Whenever the string "navy" appears in a line of the listing below, that line counts. Say how many lines count, and give nothing else.

> THE RECORDS
..........

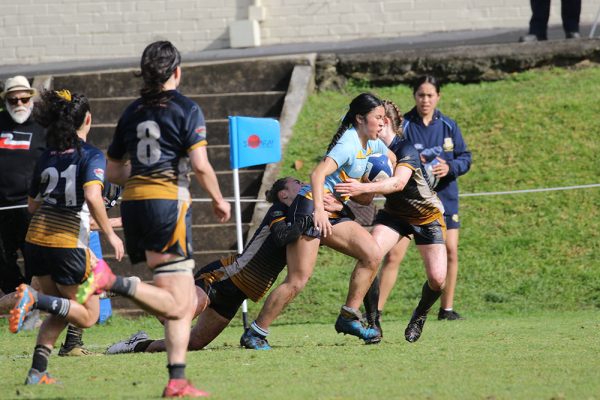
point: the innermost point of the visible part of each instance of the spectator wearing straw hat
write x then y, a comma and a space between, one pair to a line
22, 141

..........

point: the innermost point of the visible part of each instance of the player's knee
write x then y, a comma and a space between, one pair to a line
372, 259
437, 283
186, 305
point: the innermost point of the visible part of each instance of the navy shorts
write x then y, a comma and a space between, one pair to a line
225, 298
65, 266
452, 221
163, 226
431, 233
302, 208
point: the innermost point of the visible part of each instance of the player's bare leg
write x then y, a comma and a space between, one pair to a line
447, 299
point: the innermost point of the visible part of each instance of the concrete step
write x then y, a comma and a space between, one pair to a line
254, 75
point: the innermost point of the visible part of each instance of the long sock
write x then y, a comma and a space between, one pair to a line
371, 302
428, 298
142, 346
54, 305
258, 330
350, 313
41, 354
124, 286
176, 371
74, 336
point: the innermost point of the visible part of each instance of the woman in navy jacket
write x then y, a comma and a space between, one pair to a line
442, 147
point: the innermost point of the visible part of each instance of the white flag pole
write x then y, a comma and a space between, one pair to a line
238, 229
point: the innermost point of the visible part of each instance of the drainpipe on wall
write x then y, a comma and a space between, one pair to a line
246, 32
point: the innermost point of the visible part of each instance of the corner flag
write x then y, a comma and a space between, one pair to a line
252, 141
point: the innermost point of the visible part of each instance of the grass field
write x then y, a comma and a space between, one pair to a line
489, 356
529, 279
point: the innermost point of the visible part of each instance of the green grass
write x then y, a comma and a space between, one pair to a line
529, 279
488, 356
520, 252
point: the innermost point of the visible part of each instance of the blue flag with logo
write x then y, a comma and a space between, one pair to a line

..........

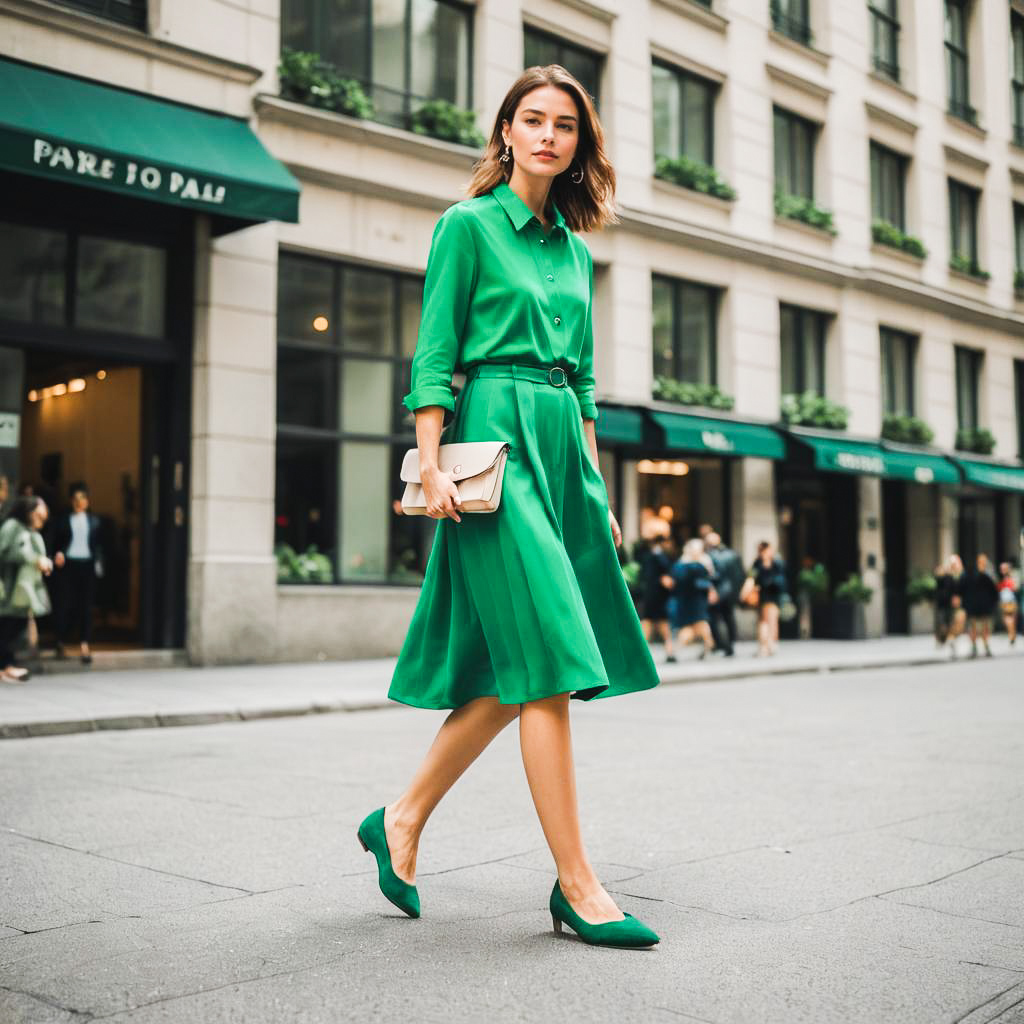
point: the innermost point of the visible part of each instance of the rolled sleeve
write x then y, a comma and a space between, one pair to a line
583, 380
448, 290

..........

> ANSWER FOR THIS EXERCISE
2